**Task statement**
Using the records beneath, say how many lines contain the word "running", without comment.

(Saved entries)
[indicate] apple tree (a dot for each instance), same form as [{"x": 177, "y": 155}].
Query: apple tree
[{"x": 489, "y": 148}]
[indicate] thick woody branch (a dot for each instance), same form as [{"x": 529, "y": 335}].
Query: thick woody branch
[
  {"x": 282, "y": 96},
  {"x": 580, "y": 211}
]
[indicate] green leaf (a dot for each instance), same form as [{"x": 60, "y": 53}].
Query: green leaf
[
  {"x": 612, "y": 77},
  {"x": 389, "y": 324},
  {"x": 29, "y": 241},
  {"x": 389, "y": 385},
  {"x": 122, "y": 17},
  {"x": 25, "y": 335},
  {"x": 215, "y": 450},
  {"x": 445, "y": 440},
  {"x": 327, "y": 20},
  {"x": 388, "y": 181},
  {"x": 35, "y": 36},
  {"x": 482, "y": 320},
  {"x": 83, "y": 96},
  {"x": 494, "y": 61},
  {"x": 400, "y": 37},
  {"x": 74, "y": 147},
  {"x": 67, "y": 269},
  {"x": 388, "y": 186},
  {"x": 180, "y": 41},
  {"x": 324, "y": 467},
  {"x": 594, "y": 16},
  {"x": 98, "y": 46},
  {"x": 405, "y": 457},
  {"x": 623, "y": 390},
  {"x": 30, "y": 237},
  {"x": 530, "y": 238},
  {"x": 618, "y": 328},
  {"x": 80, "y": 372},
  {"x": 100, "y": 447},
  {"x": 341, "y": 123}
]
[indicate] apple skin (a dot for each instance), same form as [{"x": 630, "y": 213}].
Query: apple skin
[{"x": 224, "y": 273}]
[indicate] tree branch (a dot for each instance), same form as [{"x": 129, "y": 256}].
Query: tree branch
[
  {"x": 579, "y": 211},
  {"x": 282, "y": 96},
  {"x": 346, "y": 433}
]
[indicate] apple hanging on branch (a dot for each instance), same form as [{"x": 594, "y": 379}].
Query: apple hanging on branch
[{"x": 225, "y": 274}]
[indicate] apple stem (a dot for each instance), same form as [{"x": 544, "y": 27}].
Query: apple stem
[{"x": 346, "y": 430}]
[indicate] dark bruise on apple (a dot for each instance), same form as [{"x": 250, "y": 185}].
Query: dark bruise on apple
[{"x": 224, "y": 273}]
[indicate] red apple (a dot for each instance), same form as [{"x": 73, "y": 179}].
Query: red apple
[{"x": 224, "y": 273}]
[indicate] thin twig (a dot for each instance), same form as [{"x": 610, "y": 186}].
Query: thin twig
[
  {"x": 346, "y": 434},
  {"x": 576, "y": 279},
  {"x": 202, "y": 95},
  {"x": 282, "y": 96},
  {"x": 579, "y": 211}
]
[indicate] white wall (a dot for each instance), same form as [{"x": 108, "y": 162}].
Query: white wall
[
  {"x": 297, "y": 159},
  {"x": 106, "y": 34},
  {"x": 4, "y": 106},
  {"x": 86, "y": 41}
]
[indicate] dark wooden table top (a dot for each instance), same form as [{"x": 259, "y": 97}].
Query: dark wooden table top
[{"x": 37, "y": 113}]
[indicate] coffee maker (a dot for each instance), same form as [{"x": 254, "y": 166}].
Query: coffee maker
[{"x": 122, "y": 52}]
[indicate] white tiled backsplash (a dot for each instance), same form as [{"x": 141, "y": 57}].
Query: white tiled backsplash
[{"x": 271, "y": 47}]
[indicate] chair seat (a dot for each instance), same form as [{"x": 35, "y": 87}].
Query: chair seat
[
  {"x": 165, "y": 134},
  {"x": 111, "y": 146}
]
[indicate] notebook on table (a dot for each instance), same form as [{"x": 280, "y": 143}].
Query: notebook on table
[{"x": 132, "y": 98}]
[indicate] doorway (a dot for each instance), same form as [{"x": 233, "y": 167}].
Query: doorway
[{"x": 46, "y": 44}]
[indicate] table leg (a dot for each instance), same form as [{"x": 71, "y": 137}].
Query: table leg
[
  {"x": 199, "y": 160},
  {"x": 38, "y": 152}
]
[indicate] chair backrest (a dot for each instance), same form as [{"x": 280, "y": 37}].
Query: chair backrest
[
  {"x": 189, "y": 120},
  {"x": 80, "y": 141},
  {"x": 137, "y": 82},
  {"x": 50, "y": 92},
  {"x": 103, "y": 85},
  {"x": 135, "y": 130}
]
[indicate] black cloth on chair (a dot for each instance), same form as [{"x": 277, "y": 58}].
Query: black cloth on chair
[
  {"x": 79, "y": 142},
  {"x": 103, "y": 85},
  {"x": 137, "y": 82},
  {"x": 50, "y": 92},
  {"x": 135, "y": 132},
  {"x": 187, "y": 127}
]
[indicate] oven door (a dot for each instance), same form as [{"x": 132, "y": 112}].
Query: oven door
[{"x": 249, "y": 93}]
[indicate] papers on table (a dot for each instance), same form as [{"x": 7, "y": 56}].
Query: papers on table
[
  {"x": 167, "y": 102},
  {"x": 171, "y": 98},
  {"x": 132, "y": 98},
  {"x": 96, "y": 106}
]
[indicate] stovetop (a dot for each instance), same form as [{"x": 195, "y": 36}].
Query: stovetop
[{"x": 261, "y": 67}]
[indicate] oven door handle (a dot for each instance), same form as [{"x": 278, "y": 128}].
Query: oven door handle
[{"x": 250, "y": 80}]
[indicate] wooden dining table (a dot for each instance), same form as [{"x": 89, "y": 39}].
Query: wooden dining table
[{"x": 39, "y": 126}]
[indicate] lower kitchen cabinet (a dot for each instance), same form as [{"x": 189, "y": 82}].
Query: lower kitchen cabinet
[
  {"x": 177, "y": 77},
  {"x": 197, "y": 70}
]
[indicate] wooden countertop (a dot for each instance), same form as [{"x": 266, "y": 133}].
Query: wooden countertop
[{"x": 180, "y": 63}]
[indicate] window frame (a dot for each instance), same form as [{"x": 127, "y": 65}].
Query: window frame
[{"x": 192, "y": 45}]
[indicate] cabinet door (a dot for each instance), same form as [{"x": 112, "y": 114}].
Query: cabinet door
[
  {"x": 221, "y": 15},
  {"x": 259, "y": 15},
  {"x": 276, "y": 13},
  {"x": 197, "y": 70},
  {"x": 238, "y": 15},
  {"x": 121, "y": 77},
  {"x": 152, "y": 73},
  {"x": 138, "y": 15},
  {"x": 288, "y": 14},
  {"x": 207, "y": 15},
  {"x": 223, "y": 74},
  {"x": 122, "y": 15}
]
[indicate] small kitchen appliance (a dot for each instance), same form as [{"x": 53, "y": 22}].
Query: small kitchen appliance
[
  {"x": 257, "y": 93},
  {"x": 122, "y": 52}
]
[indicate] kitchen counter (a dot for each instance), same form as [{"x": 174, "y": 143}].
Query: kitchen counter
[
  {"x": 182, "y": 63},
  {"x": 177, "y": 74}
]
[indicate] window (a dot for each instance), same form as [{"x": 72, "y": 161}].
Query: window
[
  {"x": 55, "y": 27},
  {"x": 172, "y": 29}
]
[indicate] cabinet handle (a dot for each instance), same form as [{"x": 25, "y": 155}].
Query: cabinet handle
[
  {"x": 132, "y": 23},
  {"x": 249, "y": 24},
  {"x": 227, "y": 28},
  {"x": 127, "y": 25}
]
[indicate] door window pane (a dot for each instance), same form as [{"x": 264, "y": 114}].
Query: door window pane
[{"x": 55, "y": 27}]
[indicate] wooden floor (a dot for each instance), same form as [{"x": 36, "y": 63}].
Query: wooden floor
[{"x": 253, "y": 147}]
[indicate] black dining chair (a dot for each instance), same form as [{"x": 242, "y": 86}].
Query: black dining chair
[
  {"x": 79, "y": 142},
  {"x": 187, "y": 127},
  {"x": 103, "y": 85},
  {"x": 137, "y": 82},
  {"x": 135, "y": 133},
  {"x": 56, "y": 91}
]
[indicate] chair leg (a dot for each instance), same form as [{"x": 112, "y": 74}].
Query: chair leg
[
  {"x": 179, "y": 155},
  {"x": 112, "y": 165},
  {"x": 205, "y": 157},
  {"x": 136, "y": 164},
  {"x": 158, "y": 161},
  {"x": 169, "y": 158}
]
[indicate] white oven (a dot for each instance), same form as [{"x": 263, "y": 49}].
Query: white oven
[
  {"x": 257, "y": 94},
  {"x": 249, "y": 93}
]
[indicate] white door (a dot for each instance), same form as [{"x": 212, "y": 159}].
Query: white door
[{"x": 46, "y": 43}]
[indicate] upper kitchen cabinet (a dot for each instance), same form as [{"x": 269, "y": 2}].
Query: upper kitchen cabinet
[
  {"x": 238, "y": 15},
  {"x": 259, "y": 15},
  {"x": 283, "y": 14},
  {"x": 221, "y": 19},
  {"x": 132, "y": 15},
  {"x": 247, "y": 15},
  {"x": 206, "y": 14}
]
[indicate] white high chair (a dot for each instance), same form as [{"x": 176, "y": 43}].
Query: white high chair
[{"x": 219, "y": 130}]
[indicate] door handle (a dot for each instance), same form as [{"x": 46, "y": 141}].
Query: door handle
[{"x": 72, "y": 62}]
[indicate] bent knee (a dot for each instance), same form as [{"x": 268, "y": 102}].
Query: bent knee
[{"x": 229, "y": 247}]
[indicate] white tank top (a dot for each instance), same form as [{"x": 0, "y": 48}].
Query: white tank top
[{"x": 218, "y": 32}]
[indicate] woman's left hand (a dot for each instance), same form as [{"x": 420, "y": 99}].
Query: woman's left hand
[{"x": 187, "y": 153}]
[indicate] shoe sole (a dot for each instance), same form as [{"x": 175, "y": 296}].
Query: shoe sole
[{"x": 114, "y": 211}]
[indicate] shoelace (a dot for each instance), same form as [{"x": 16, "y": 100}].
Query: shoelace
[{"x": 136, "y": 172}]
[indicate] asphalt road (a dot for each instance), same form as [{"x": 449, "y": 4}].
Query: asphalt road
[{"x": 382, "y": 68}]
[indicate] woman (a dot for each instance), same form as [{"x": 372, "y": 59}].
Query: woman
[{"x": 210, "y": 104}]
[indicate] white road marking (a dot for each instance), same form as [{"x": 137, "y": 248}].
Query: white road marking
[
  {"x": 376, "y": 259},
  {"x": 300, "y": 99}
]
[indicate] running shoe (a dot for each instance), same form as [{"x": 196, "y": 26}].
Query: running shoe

**Response below**
2